■ Your task: Output the entries below exactly as written, omitting pictures.

■ Entries provided:

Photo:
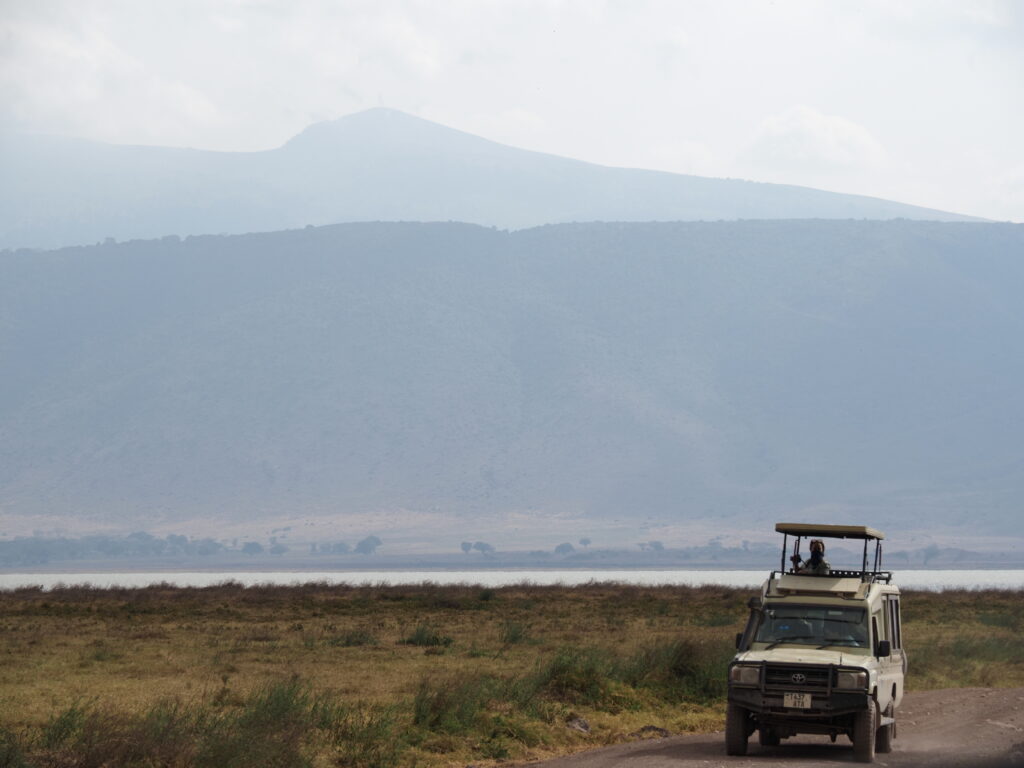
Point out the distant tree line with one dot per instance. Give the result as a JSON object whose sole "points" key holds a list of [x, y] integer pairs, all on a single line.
{"points": [[38, 550]]}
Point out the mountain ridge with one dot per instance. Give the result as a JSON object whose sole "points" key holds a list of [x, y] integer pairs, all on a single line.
{"points": [[444, 375], [372, 166]]}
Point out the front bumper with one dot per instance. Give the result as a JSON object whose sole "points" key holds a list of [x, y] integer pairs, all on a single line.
{"points": [[824, 705]]}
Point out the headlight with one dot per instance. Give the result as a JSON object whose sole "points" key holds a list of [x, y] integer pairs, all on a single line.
{"points": [[744, 675], [848, 679]]}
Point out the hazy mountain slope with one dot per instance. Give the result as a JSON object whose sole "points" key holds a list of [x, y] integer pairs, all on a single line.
{"points": [[674, 371], [377, 165]]}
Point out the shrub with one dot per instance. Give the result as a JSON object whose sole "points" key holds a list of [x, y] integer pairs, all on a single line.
{"points": [[453, 705], [367, 738], [578, 676], [11, 751], [353, 638], [679, 670], [426, 635], [512, 633]]}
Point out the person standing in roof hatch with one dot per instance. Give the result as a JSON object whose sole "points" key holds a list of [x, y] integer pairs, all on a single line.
{"points": [[816, 564]]}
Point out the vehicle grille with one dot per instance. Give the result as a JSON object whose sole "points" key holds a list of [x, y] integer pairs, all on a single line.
{"points": [[794, 677]]}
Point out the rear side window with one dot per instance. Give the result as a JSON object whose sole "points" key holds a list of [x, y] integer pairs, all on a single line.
{"points": [[895, 634]]}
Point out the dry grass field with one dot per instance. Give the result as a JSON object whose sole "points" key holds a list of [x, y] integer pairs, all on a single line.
{"points": [[403, 676]]}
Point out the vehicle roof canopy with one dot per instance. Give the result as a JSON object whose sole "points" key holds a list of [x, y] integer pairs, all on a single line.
{"points": [[828, 531]]}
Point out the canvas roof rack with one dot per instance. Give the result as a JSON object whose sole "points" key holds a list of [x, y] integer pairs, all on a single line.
{"points": [[803, 529], [828, 531]]}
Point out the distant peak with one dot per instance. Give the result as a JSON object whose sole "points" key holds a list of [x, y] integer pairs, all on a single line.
{"points": [[380, 125]]}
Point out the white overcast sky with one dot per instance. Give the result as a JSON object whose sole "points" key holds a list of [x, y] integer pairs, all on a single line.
{"points": [[916, 100]]}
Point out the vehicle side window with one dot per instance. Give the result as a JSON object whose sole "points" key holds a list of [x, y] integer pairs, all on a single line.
{"points": [[895, 635]]}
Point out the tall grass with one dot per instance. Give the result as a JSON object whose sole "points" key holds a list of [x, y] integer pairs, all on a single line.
{"points": [[501, 671], [275, 727]]}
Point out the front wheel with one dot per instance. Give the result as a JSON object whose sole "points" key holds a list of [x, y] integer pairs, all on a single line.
{"points": [[736, 721], [864, 728]]}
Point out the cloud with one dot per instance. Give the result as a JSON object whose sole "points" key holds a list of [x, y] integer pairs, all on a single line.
{"points": [[803, 139]]}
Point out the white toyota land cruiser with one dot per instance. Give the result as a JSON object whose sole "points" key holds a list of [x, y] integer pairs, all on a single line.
{"points": [[821, 652]]}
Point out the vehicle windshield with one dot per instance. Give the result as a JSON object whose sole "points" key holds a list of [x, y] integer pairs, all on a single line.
{"points": [[822, 626]]}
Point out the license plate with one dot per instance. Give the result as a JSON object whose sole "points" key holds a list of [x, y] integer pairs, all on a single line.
{"points": [[797, 700]]}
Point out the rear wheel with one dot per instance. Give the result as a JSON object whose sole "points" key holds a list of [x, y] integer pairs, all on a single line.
{"points": [[864, 727], [736, 732]]}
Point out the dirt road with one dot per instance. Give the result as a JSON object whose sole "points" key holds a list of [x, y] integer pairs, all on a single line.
{"points": [[954, 727]]}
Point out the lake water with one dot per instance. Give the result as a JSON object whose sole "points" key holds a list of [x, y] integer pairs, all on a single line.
{"points": [[930, 580]]}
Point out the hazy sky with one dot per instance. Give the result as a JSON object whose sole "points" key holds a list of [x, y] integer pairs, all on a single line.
{"points": [[918, 100]]}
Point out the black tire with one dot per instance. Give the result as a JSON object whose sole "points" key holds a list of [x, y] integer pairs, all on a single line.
{"points": [[865, 725], [884, 736], [769, 737], [736, 729]]}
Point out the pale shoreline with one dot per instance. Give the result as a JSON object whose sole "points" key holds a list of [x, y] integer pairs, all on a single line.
{"points": [[910, 579]]}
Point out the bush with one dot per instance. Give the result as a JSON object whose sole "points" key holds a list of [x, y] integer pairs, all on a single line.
{"points": [[353, 638], [679, 671], [512, 633], [368, 738], [454, 705], [11, 751], [426, 635], [577, 676]]}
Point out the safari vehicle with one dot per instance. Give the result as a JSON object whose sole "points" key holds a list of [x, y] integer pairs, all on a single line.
{"points": [[821, 653]]}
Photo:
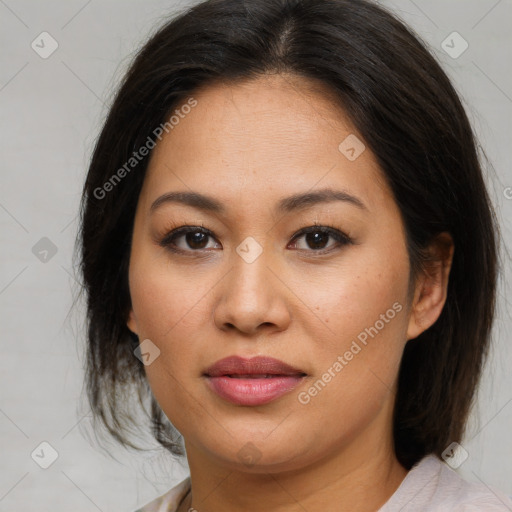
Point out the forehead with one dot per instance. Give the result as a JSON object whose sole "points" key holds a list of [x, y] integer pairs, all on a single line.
{"points": [[268, 134]]}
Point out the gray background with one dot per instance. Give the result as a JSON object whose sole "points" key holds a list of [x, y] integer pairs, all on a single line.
{"points": [[52, 110]]}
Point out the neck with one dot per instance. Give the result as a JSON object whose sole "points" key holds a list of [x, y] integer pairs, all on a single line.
{"points": [[359, 477]]}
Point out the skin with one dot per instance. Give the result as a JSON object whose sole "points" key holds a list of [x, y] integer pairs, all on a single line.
{"points": [[248, 145]]}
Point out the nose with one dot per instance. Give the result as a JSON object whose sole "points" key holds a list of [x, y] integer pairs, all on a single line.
{"points": [[252, 298]]}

■ In response:
Photo:
Point out the distant tree line with one dot per instance. Give the result as a JSON object whose sole "points" key holds a list of [x, y] integer pairs, all on a single line.
{"points": [[38, 550]]}
Point out the mountain ridge with one dot per instance. Give the result as a JSON object whose sole "points" key holds a list of [x, y] integer pairs, all on a single line.
{"points": [[444, 375], [372, 166]]}
Point out the front bumper with one dot per instance. Give the result as a JSON object whose sole "points" key holds a list of [x, y] integer pairs, all on a single line.
{"points": [[824, 705]]}
Point out the headlight with one dot per instance. Give the result as a JSON object whose sole "points" key holds a list of [x, y] integer pairs, all on a single line.
{"points": [[744, 675], [848, 679]]}
Point out the hazy mountain slope with one dot per instance. Give the result as a JSON object whose sole "points" key holds a list of [x, y] integer pairs, all on a single line.
{"points": [[674, 371], [377, 165]]}
Point out the shrub with one dot per instance. Give the result as a JSON object whose sole "points" key holds a list of [x, y] integer pairs, all on a single line.
{"points": [[453, 705], [367, 738], [578, 676], [11, 751], [353, 638], [679, 670], [426, 635], [512, 633]]}
Point out the person standing in roof hatch with one dot per instance. Give the result as a JSON object whose sole "points" key holds a list of [x, y] integer pairs, all on a single line.
{"points": [[816, 564]]}
Point out the vehicle grille with one dot per instance. Give the result as a JSON object whose sole "points" key holds a list of [x, y] integer pairs, all on a single line.
{"points": [[794, 677]]}
Point out the rear side window with one dot per instance. Give the result as a JSON object whose sole "points" key holds a list of [x, y] integer pairs, all on a single line.
{"points": [[895, 634]]}
Point out the dry grass field with one dot per instance. Give the result as a JSON object whose sole "points" key holds a list of [x, y] integer pairs, all on a single line.
{"points": [[403, 676]]}
Point out the vehicle roof canopy with one dot per instance. Give the result as a JSON object whose sole "points" key holds a list of [x, y] integer pairs, all on a single line.
{"points": [[828, 531]]}
Point out the canvas roof rack with one dot per instance. Give the result as a JSON object whose sole "points" key holds a list of [x, y] integer pairs, all on a single line.
{"points": [[803, 529], [828, 531]]}
Point out the distant peak with one dot per instance. Give the result as a JSON object whose sole "points" key holds a list of [x, y] integer pairs, all on a single line.
{"points": [[380, 125]]}
Point out the white overcast sky with one dot per instance. Give the result as a JSON object whose sole "points" key holds a list of [x, y] integer pairs, all on a single line.
{"points": [[916, 100]]}
Point out the vehicle side window with one dot per instance. Give the result as a JSON object whose sole "points" key holds a list of [x, y] integer pairs, all on a single line.
{"points": [[895, 635]]}
Point out the tall grass with one dot per instance. Give the result as a JSON object whose sole "points" key holds a list of [x, y] integer pairs, all on a single line.
{"points": [[501, 671], [275, 727]]}
Point out the front wheel with one dot per instance. Give the result as a JSON object whose sole "points" key holds a list of [x, y] integer pairs, all on a single line.
{"points": [[736, 721], [864, 728]]}
Point out the cloud with one dot per instance. Give the result as a JSON object whose sole "points" key holds a list of [x, y] integer pairs, all on a single line.
{"points": [[803, 139]]}
Point out the white toyota land cruiser with one dot per instance. Give the result as a JSON object whose sole "points" key holds a list of [x, y] integer pairs, all on a single line.
{"points": [[821, 652]]}
Point out the vehicle windshield with one dot per instance. Give the result as a JSON object whose sole "points" key holds a list of [x, y] integer pairs, all on a single line.
{"points": [[822, 626]]}
Point out the license plate with one dot per instance. Give the result as a JSON object whose sole "points" key holds a list of [x, y] integer pairs, all on a single line.
{"points": [[797, 700]]}
Point out the rear wheel with one dot per instance. Give the result as a JSON object whose sole "points" key holds a list of [x, y] integer pairs, all on a single line.
{"points": [[864, 727], [736, 732]]}
Point out the dirt road with one dot per instance. Give the result as a JSON object whose sole "points" key holds a list of [x, y] integer pairs, all on a single line.
{"points": [[954, 727]]}
Point out the lake water with one dot per instance. Give the result as a JSON object whose sole "points" key holds a list of [x, y] integer pairs, all on a single line.
{"points": [[930, 580]]}
Point out the hazy sky with one dot per instance. Give the result as a JSON object whose sole "points" key holds a list of [x, y] integer pairs, all on a single line.
{"points": [[918, 100]]}
Point out the black tire with one dot per instance. Give the result as a JSON object whose sole "points" key holds a list of [x, y] integer pairs, all on a single line.
{"points": [[865, 725], [884, 736], [769, 737], [736, 729]]}
Point out the pale shoreline with one dot per instance. Give the result as a JSON object whose sole "points" key holds a list of [x, y] integer pairs, all on a single line.
{"points": [[910, 579]]}
Point out the bush with one dot per instance. Give the result as a JSON object whose sole "points" key holds a list of [x, y] integer pairs, all on a single line.
{"points": [[353, 638], [679, 671], [512, 633], [368, 738], [454, 705], [11, 751], [426, 635], [577, 676]]}
Point out the safari vehicle with one dot per instance. Give the result as a JSON object whose sole "points" key holds a list of [x, y] integer pairs, all on a single line.
{"points": [[821, 653]]}
Photo:
Point out the forehead with one dot per instance. Give the result as a JSON object whose sole "points" key holds a list of [x, y] integer pairs, all on a single line.
{"points": [[268, 134]]}
Point out the gray background with one dot per instance. Give the result as a JSON object whose sole "points" key holds a list of [x, y] integer pairs, all on a single line.
{"points": [[52, 110]]}
Point out the neck with one dot per instance. Give the result as a JSON object whose sole "points" key holds a list of [x, y] integer pairs, all on a single line.
{"points": [[359, 477]]}
Point out the skin with one dot per instance. Give the result as a JSON object whose sole "points" key holds a list of [x, y] integer pairs, all on a single line.
{"points": [[248, 145]]}
Point out the nose with one dot per instance. Give the result as a JSON object whose sole "points" key holds a list of [x, y] integer pairs, all on a single line.
{"points": [[252, 298]]}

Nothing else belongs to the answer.